**Given instruction**
Gather every line of the stored records that contains the word "white", matching case exactly.

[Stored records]

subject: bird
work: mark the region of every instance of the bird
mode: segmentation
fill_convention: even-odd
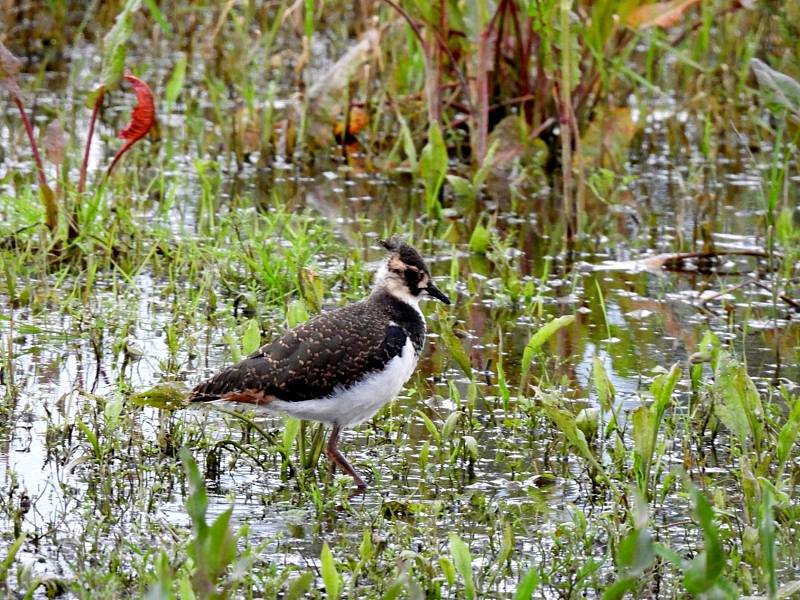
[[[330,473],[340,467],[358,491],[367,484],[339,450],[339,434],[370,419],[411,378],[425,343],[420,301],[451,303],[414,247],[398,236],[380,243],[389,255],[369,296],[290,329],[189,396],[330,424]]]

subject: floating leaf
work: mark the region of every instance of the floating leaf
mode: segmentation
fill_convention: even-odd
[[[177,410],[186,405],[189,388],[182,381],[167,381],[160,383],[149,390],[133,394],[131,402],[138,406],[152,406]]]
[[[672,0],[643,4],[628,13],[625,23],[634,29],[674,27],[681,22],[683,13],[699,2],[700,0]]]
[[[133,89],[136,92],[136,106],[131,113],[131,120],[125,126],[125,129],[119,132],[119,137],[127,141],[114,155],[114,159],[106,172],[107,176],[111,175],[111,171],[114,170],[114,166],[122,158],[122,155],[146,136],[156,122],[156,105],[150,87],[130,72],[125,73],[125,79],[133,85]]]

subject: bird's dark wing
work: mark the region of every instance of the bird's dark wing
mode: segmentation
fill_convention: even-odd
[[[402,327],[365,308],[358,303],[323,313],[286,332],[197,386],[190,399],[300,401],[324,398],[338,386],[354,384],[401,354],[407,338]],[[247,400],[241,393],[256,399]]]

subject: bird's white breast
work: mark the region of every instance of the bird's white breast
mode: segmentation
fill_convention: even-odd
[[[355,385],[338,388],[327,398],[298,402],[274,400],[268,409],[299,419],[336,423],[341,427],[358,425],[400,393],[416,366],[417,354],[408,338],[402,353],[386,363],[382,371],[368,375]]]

* * *

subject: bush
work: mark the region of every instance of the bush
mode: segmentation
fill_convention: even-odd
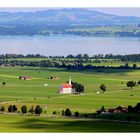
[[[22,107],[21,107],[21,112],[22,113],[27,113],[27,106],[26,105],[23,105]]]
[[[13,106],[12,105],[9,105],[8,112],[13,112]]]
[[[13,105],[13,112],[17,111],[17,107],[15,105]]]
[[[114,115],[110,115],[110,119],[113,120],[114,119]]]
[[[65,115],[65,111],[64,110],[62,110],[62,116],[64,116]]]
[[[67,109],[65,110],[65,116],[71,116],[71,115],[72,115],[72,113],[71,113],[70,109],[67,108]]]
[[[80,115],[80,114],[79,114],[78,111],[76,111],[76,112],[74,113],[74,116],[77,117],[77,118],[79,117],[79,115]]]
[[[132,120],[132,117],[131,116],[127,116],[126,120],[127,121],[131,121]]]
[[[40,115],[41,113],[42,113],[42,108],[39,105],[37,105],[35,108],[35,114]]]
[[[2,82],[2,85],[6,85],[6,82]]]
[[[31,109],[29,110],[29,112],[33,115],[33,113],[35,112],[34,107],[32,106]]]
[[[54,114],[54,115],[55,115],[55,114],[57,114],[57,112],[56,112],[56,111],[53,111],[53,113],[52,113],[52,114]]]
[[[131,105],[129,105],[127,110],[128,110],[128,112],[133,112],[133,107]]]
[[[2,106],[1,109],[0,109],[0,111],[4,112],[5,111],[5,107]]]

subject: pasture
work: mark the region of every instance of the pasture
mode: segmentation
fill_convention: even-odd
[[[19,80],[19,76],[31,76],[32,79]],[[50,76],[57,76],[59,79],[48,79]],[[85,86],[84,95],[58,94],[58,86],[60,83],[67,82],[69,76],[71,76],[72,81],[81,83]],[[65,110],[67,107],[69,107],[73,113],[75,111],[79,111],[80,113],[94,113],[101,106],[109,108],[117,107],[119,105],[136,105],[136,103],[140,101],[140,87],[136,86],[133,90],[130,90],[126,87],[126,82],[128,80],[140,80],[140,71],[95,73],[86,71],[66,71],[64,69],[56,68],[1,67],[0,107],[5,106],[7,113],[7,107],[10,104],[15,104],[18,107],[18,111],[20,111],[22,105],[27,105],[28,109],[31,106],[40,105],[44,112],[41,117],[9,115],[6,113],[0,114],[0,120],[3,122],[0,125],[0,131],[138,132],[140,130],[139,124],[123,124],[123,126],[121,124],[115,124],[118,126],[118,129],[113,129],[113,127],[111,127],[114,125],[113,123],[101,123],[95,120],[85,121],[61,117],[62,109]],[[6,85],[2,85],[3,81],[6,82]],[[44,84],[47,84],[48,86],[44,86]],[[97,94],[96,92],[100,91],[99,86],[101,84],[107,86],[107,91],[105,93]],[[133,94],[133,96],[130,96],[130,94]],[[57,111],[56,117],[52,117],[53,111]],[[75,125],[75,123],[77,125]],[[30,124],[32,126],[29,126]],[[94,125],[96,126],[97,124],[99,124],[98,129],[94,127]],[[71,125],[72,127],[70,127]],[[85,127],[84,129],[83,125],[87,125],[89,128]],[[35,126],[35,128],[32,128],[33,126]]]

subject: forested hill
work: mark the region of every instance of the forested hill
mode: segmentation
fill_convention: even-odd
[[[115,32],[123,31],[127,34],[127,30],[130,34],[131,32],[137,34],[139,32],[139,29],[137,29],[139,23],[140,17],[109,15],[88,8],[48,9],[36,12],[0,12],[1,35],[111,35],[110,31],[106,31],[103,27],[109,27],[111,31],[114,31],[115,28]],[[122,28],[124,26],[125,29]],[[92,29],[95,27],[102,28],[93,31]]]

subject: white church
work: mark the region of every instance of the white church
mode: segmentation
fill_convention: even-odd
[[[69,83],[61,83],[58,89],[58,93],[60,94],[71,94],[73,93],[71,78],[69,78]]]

**Reply to the exercise**
subject: bird's white breast
work: mark the region of every instance of the bird's white breast
subject: white church
work: mark the region of every instance of the white church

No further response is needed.